» **DATA PROVIDED**
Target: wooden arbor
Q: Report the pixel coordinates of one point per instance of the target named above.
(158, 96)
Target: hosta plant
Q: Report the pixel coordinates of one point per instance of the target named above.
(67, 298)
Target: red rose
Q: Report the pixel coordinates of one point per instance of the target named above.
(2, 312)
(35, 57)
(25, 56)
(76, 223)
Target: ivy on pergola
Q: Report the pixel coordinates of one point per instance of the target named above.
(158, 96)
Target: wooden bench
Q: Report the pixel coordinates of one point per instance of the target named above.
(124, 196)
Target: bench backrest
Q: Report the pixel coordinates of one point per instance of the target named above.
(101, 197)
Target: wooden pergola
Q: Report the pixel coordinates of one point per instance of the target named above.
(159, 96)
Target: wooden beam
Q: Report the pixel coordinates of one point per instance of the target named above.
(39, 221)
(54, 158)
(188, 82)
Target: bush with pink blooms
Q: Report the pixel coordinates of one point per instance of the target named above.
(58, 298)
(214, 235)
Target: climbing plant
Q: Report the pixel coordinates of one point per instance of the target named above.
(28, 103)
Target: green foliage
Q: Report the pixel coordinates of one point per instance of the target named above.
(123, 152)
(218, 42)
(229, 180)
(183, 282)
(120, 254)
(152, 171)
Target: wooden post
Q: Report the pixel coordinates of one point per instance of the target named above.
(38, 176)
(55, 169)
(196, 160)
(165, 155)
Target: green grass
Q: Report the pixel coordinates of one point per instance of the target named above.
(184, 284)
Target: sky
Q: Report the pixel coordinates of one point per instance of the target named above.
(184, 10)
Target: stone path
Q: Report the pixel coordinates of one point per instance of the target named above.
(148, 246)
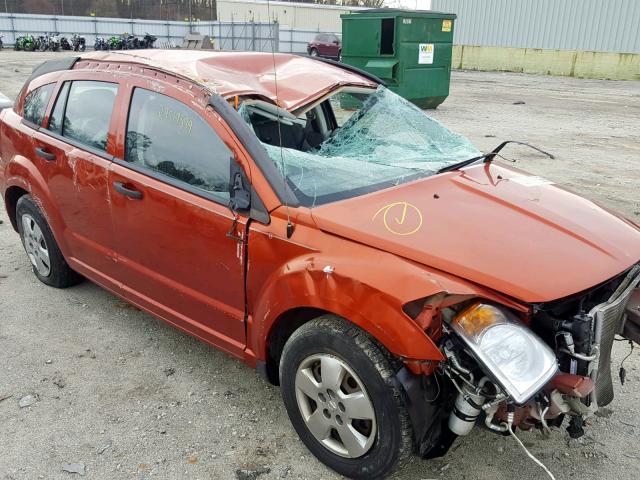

» **TASK PROMPT**
Report all lines of the material that contain the word "wooden".

» **EXERCISE RESULT**
Target: wooden arbor
Target: wooden bench
Target: wooden pergola
Target: wooden beam
Target: wooden post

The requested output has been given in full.